» Task details:
Where the records below show the word "pine" in a line, please copy that line.

>>>>>

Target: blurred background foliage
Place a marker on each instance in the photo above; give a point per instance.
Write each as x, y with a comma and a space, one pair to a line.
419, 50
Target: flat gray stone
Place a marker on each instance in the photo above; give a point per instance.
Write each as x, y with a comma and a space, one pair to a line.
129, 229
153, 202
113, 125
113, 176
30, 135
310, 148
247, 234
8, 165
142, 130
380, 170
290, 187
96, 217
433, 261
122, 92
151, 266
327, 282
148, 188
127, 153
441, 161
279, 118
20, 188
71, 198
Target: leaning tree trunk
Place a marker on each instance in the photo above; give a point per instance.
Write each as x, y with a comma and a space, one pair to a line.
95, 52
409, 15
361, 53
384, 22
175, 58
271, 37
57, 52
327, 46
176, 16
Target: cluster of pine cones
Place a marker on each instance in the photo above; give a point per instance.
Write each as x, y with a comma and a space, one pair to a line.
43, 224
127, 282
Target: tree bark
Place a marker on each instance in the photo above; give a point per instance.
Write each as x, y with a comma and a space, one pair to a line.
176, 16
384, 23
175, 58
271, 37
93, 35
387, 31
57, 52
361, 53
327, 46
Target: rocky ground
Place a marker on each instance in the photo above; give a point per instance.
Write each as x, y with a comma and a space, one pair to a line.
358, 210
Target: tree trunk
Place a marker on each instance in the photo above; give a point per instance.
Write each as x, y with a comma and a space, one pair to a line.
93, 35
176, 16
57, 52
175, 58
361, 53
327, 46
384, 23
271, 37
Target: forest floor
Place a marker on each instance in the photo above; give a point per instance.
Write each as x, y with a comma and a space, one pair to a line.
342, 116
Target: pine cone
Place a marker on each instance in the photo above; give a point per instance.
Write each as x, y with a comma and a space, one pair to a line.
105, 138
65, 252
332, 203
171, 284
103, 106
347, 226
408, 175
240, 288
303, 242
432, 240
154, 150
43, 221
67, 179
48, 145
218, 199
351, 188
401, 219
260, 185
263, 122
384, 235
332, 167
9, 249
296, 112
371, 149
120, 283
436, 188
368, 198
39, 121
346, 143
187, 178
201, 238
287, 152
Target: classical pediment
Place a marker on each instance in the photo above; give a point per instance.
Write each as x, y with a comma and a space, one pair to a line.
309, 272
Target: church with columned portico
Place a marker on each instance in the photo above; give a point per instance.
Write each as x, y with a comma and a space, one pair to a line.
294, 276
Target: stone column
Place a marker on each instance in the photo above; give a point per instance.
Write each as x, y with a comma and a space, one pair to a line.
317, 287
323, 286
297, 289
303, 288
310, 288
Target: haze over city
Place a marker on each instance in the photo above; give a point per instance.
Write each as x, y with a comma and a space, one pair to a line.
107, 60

<<<<<

» Exercise output:
Target: cluster of pine cones
Target: pine cone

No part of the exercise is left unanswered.